### Exercise instructions
Lines with the string "curved" are to be identified in the listing and copied.
-- Recorded data follows --
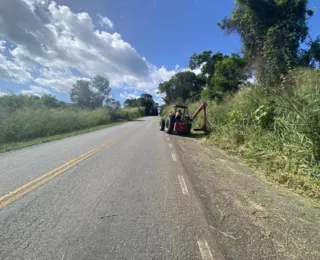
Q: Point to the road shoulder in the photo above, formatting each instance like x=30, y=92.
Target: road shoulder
x=248, y=217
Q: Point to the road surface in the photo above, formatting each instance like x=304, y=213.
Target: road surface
x=117, y=193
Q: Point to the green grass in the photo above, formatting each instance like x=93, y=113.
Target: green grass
x=18, y=145
x=28, y=126
x=275, y=131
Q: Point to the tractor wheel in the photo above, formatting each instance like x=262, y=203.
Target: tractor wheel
x=162, y=124
x=170, y=124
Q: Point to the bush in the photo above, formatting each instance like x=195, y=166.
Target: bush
x=276, y=131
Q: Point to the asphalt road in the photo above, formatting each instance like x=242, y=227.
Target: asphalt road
x=117, y=193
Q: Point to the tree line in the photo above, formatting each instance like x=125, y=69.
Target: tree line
x=85, y=94
x=275, y=38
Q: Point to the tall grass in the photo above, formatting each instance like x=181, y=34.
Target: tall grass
x=27, y=124
x=276, y=131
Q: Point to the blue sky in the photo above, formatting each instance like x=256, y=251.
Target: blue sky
x=136, y=44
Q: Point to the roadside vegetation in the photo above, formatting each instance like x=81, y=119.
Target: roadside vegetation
x=263, y=102
x=25, y=119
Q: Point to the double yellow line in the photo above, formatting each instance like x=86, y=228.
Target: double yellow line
x=21, y=191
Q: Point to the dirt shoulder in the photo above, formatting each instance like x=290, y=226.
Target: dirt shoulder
x=249, y=218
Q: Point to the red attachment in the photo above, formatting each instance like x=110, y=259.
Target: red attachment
x=182, y=127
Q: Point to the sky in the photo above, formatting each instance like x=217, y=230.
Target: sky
x=45, y=46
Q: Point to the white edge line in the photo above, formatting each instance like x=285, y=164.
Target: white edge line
x=183, y=185
x=205, y=250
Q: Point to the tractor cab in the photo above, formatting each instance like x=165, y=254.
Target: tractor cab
x=183, y=111
x=180, y=121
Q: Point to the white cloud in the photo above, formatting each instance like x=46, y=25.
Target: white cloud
x=52, y=46
x=105, y=21
x=2, y=45
x=126, y=95
x=3, y=93
x=11, y=71
x=35, y=91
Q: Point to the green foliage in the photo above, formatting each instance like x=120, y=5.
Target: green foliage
x=86, y=94
x=29, y=123
x=112, y=103
x=101, y=90
x=81, y=94
x=223, y=74
x=278, y=133
x=182, y=87
x=146, y=101
x=272, y=33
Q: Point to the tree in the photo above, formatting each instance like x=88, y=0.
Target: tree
x=132, y=102
x=272, y=33
x=230, y=74
x=49, y=101
x=101, y=90
x=146, y=101
x=182, y=87
x=81, y=94
x=112, y=103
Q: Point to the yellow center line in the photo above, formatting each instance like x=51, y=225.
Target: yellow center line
x=26, y=188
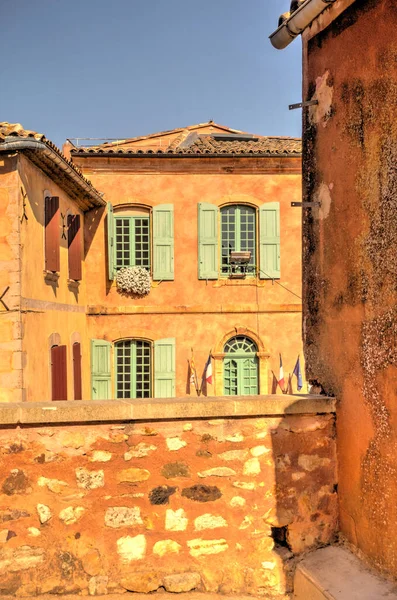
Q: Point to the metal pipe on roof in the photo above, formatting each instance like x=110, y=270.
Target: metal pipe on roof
x=25, y=144
x=297, y=22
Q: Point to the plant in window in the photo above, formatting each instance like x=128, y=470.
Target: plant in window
x=133, y=280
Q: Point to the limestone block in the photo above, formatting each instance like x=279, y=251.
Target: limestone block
x=175, y=443
x=71, y=514
x=252, y=467
x=122, y=516
x=131, y=548
x=132, y=475
x=143, y=583
x=234, y=455
x=44, y=513
x=89, y=480
x=217, y=472
x=54, y=485
x=100, y=456
x=24, y=557
x=259, y=450
x=140, y=451
x=199, y=547
x=208, y=521
x=176, y=520
x=310, y=462
x=166, y=547
x=73, y=439
x=182, y=582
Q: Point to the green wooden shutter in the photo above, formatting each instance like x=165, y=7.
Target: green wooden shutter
x=207, y=241
x=164, y=368
x=100, y=370
x=111, y=251
x=269, y=227
x=163, y=242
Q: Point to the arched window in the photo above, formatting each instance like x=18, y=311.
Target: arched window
x=240, y=367
x=238, y=234
x=133, y=369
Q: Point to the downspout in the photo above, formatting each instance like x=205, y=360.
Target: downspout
x=297, y=22
x=11, y=144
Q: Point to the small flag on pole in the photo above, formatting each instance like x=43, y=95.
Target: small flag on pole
x=281, y=381
x=274, y=384
x=298, y=374
x=208, y=371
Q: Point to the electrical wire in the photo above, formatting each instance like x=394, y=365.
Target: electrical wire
x=280, y=284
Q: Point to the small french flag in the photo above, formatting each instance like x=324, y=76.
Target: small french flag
x=281, y=381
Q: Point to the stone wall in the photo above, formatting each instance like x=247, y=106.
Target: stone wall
x=214, y=504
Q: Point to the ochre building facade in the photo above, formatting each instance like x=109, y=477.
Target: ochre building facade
x=180, y=204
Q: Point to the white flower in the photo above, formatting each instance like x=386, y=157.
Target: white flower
x=134, y=280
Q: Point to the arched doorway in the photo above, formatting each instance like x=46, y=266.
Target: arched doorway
x=240, y=367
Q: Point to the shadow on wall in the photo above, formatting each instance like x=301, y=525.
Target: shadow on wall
x=305, y=514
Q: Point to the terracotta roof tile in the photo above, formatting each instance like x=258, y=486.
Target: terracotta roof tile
x=15, y=130
x=215, y=144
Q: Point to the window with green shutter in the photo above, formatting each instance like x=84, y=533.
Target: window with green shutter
x=238, y=234
x=130, y=244
x=132, y=241
x=133, y=366
x=240, y=367
x=101, y=370
x=164, y=368
x=269, y=227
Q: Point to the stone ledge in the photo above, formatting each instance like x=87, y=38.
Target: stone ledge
x=334, y=573
x=161, y=409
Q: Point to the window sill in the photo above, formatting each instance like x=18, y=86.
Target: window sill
x=51, y=276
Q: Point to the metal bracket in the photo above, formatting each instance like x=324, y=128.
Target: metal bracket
x=306, y=204
x=303, y=104
x=2, y=296
x=63, y=226
x=24, y=196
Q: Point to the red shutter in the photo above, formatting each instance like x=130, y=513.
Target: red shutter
x=77, y=371
x=51, y=233
x=74, y=247
x=58, y=373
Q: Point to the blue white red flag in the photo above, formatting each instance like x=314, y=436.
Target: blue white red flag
x=281, y=381
x=298, y=374
x=208, y=370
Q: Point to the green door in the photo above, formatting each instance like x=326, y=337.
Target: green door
x=240, y=367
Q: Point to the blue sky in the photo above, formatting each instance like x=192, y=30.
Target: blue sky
x=121, y=68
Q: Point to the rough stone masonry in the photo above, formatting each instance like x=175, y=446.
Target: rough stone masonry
x=222, y=505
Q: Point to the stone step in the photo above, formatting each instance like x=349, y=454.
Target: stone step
x=334, y=573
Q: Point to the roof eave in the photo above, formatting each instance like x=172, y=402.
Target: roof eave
x=56, y=166
x=185, y=155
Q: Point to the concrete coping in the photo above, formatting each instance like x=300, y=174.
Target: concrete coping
x=163, y=409
x=334, y=573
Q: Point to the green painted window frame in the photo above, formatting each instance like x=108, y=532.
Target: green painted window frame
x=133, y=368
x=235, y=365
x=131, y=235
x=231, y=234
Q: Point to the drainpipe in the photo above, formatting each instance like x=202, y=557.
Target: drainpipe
x=12, y=144
x=297, y=22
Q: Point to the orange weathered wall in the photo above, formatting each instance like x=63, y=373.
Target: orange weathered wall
x=198, y=313
x=180, y=505
x=10, y=277
x=41, y=306
x=349, y=256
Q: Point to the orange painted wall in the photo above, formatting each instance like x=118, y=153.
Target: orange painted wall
x=198, y=313
x=350, y=249
x=40, y=307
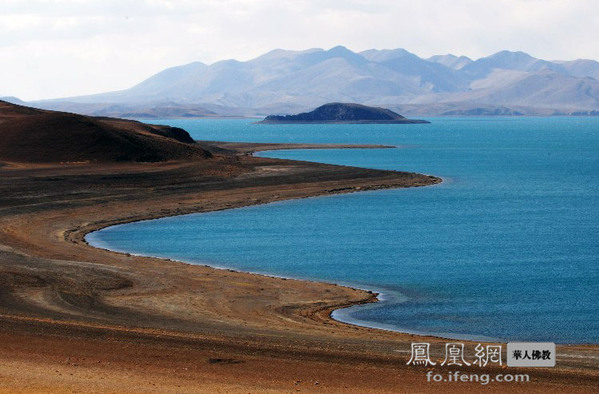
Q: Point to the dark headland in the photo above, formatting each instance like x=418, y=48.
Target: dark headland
x=74, y=318
x=39, y=136
x=344, y=113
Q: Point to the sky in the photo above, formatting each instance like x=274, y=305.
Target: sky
x=62, y=48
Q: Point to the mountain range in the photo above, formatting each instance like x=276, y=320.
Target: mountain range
x=286, y=82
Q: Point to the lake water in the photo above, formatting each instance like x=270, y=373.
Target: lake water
x=506, y=248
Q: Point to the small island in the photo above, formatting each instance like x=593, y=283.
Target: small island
x=343, y=113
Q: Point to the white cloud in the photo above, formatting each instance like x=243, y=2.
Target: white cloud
x=57, y=48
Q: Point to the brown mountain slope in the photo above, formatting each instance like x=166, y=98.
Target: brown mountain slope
x=39, y=136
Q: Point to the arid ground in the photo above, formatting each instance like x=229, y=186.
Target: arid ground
x=74, y=318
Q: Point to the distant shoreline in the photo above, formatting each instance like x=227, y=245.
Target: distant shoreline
x=168, y=324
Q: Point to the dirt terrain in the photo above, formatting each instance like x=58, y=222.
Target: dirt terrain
x=77, y=318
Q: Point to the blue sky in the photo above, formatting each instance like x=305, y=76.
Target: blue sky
x=59, y=48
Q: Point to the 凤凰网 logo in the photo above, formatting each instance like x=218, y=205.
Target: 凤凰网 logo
x=519, y=354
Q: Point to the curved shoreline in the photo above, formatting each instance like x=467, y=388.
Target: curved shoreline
-- Recorded data concluded --
### Solution
Q: Point to the curved shoreline in the photo above, formatting each instance like x=467, y=388.
Target: curved shoreline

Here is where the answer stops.